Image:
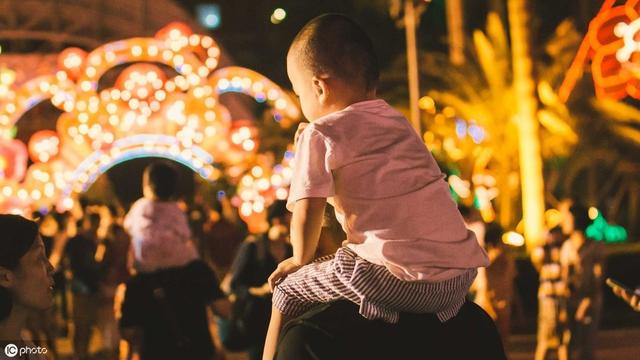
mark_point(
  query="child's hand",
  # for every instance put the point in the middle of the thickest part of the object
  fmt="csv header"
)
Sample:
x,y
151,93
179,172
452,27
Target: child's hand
x,y
301,128
288,266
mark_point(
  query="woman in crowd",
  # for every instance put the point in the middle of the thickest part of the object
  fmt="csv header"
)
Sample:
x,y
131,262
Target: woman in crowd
x,y
26,279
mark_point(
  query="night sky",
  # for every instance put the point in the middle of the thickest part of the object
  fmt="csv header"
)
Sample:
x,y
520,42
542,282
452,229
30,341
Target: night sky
x,y
254,42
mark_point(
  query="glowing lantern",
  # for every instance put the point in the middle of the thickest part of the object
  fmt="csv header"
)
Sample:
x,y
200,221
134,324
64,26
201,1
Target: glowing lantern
x,y
43,146
70,61
174,30
141,80
244,136
13,159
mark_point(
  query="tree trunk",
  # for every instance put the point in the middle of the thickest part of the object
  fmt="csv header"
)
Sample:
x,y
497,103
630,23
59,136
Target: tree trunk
x,y
528,136
455,26
412,63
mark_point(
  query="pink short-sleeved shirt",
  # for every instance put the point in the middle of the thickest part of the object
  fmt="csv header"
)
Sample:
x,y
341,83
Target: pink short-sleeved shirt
x,y
388,192
160,235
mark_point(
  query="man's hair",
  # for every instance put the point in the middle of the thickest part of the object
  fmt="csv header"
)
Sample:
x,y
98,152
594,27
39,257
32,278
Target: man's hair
x,y
581,218
162,179
493,235
335,45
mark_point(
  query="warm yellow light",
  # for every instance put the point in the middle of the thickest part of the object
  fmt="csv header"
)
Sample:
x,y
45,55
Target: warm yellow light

EXERCISE GOAL
Reproduce the listing above with every occurrence of "Sample" replaced by "Reference" and everything else unchanged. Omit the pictures.

EXERCISE SOLUTION
Image:
mark_point(
  query="child's hand",
  # for every instance put the point in the middle of the thickest part of the object
  fmt="csv header"
)
Reference:
x,y
151,93
179,172
452,27
Target: child's hand
x,y
301,128
288,266
mark_point(
  query="woman in crowd",
  # for every instance put the point in the middle of the thickest part of the object
  fmt="csv header"
)
Reference:
x,y
131,262
Target: woman in crowd
x,y
26,279
mark_point(
  query="night sky",
  # for every instance put the point in the middle of the thickest part of the object
  fmt="csv header"
)
Reference:
x,y
520,42
542,282
452,229
30,341
Target: night sky
x,y
254,42
mark_point(
  query="glowing lantern",
  # for every instance put the point in the middle of the thickest part of the object
  fmt="csv header"
)
Reference:
x,y
200,221
134,324
64,26
201,1
Target: glowing lantern
x,y
43,146
70,61
174,30
141,80
244,136
13,159
mark_point(
  query="tree trunk",
  # for every instance put the point in the middle of the thickest part of the object
  fmt="csv header"
)
Reference:
x,y
497,103
630,23
59,136
Target: tree trunk
x,y
528,136
455,26
412,63
mark_point(
  query="pink short-sleeved shirt",
  # for every instance put the point in the middle of the thickest part of the object
  fmt="csv header"
)
Reference:
x,y
341,83
Target: pink short-sleeved shirt
x,y
388,192
160,235
mark_point(
  query="man's hair",
  # for every instance put the point in the middle of the thickest part of the object
  fmt="csv header"
)
Reference:
x,y
98,152
594,27
39,257
32,278
Target: man's hair
x,y
581,218
162,179
493,235
335,45
mark_point(
  query="warm yellow light",
  # for every instance put the point in the middle of the thickest part of the object
  fmt="csv header"
)
Reference:
x,y
45,55
Target: warm yellow light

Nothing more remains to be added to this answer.